- EXCERPT PROVIDED
+++

From 6541b96c40b6dd10c60bc4a612701cfba050278f Mon Sep 17 00:00:00 2001
From: liujunzhu <liujunzhu@huawei.com>
Date: Fri, 5 Mar 2021 10:03:31 +0800
Subject: [PATCH] Add communication parallel mode.

---
 mindspore/ccsrc/frontend/parallel/context.cc  | 15 +++++++
 mindspore/ccsrc/frontend/parallel/context.h   |  8 ++++
 mindspore/ccsrc/pipeline/jit/init.cc          |  2 +
 .../device/ascend/ascend_stream_assign.cc     | 41 ++++++++++++++++++-
 mindspore/parallel/_auto_parallel_context.py  | 37 +++++++++++++++--
 .../test_set_auto_parallel_context.py         | 10 ++++-
 6 files changed, 108 insertions(+), 5 deletions(-)

+++

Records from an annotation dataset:
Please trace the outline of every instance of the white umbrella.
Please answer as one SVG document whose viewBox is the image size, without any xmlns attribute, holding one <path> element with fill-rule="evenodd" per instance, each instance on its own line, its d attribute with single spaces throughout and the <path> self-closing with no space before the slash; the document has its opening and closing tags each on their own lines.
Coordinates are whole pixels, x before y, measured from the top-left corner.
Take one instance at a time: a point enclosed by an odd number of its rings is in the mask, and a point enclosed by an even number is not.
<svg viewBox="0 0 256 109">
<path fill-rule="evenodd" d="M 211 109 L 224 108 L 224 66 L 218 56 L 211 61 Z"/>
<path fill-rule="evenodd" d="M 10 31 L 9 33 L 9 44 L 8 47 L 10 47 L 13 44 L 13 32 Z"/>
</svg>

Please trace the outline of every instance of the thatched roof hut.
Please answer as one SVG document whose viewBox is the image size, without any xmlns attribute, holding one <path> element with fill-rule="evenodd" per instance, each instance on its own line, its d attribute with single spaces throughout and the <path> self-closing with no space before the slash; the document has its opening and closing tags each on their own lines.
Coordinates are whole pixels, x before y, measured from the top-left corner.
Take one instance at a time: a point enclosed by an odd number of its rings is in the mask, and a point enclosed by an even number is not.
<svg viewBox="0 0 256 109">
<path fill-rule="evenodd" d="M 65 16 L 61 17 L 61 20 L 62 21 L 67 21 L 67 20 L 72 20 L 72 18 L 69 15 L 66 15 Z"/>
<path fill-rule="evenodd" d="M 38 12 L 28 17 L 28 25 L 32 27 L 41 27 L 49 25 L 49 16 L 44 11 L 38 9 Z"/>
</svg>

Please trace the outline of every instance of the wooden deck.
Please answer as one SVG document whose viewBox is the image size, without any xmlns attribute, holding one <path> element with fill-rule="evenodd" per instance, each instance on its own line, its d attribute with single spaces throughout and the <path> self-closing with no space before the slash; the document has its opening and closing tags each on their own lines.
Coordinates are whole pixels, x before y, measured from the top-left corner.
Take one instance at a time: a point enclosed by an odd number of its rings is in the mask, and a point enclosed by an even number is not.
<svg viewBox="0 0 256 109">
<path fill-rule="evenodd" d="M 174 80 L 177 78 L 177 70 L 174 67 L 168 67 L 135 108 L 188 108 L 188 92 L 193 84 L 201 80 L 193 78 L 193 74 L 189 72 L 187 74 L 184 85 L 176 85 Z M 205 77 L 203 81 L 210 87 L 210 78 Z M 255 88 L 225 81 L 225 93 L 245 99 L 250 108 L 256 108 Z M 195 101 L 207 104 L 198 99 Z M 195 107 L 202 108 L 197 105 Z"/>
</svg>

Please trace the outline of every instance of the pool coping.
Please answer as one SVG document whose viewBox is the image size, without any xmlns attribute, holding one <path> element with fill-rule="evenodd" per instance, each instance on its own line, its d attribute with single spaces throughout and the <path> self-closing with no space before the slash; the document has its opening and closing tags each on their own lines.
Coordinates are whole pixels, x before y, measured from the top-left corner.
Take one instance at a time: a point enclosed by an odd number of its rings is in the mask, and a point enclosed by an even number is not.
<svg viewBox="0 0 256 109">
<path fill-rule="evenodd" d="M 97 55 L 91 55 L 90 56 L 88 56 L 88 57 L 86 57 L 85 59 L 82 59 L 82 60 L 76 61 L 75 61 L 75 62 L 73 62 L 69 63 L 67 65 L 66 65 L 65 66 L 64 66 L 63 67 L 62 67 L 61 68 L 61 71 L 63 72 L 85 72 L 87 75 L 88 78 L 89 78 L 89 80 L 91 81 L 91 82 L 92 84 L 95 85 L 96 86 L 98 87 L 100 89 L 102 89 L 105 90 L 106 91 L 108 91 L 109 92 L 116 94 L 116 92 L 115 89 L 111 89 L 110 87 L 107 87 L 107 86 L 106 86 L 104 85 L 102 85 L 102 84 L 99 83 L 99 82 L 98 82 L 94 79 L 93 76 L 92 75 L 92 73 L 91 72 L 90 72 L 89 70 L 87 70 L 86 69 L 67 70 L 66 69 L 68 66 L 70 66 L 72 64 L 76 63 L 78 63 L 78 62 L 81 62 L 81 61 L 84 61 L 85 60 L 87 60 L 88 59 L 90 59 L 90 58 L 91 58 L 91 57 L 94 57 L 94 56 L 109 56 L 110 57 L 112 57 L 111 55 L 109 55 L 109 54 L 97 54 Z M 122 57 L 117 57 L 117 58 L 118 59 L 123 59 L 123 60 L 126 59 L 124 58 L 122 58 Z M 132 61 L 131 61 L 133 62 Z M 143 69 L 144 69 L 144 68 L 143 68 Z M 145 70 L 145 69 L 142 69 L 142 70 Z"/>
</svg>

+++

- WORK INSTRUCTIONS
a. Translate the sentence "Add communication parallel mode." from the patch header into Spanish.
b. Reproduce part of the patch header without changes, starting at the words "From 6541b96c40b6dd10c60bc4a612701cfba050278f Mon" and stopping after "communication parallel mode.".
c. Answer these about the patch header:
(i) What email address is given for the sender?
(ii) On what date was the patch sent?
(iii) How many insertions does the summary line report?
Work only from the patch header.

- ANSWERS TO THE EXERCISES
a. Agregar modo paralelo de comunicación.

b.
From 6541b96c40b6dd10c60bc4a612701cfba050278f Mon Sep 17 00:00:00 2001
From: liujunzhu <liujunzhu@huawei.com>
Date: Fri, 5 Mar 2021 10:03:31 +0800
Subject: [PATCH] Add communication parallel mode.

c.
(i) liujunzhu@huawei.com
(ii) Fri, 5 Mar 2021
(iii) 108